Short task
Word for word, restate every line of the material.

* * * * * * *

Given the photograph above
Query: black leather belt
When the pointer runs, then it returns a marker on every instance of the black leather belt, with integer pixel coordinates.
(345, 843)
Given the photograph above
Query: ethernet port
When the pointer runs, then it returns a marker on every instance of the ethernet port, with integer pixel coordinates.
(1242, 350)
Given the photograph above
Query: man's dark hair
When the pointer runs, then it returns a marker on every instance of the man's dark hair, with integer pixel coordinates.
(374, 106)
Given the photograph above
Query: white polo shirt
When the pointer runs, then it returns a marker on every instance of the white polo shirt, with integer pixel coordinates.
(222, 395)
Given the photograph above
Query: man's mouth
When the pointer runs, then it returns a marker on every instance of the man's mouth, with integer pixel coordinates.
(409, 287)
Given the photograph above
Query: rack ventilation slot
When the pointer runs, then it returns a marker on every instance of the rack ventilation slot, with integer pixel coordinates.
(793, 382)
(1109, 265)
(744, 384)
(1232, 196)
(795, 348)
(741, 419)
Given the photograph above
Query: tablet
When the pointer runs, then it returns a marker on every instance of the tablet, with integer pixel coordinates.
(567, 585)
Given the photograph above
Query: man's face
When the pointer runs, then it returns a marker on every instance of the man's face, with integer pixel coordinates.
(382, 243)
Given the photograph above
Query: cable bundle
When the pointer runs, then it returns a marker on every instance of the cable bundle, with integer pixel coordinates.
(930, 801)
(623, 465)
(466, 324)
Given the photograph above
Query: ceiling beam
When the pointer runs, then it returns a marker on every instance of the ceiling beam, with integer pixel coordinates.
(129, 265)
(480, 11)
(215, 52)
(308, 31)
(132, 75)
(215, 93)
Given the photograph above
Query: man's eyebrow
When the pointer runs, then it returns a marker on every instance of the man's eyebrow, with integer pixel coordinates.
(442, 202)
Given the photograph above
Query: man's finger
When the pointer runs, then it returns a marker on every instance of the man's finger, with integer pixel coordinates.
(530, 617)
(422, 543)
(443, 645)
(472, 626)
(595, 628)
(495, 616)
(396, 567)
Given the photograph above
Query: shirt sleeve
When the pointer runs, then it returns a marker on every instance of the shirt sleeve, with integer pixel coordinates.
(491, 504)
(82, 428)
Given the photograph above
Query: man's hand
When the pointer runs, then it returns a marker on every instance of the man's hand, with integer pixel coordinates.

* * * * * * *

The output
Given the photograph above
Query: black leather belt
When the pointer runs, then it returns a marker on every instance of the black leather belt, with integer pixel coordinates.
(345, 843)
Given the photograph above
Query: ethernet port
When the pointer runs, then it returns a marker on every instance of the ethernet port, with integer pixel coordinates.
(1242, 350)
Given the photograph above
Query: man's dark hair
When the pointer runs, then it returns a marker on every instance of the man's dark hair, with integer pixel coordinates.
(374, 106)
Given the photograph above
Query: white polo shirt
When the pointer runs, then it returns a marker on every instance of the white polo shirt, with integer pixel coordinates.
(222, 395)
Given the photograph above
Query: man's mouth
When the pointer runs, then it returns a marker on every instance of the man's mouth, with integer pixel coordinates.
(409, 287)
Given the photograph above
Query: rack ventilation slot
When the pointer runs, then it returns a marker on every instance of the rack ventilation slot, with integer pixel coordinates.
(793, 382)
(1109, 265)
(744, 384)
(1232, 196)
(795, 348)
(741, 419)
Given the photograph above
Query: tablet
When the pointer runs, then it returns a marker on every instance of the tablet, with integer pixel coordinates.
(567, 585)
Given the photograph above
Query: man's face
When the pointer runs, then it returns a marker on every instance of the man's face, with integer pixel coordinates.
(382, 243)
Given the photograph above
Query: cable bundle
When the pointer runs, then it returns a marker on every instance of the cable bundle, with integer pixel coordinates.
(930, 801)
(623, 465)
(466, 324)
Given the photograph above
Query: ceiling beam
When the pointer runs, then it returns a marker on every instance of the ceiling beam, with integer pixel coordinates.
(129, 265)
(480, 11)
(215, 52)
(308, 31)
(132, 75)
(215, 93)
Given the photograph above
Query: man's eyebrow
When the pointer runs, then it returns a marker on every instance of the man's eyebrow, with integer pixel coordinates.
(442, 202)
Given the photograph above
Query: man's finger
When the pointer runs, then it returns a marker on every instance of the man's finger, with integer pixel coordinates.
(530, 617)
(422, 543)
(443, 645)
(472, 626)
(595, 628)
(495, 616)
(396, 567)
Given the photograph above
Query: shirt sleeve
When the pointer runs, then it returns a marker on every instance of the shirt sleeve, with integer pixel coordinates.
(491, 504)
(82, 428)
Given the photograph above
Query: man's hand
When the pointer runs, then it returns a marker on every instance of the man's hand, with integer pixel coordinates.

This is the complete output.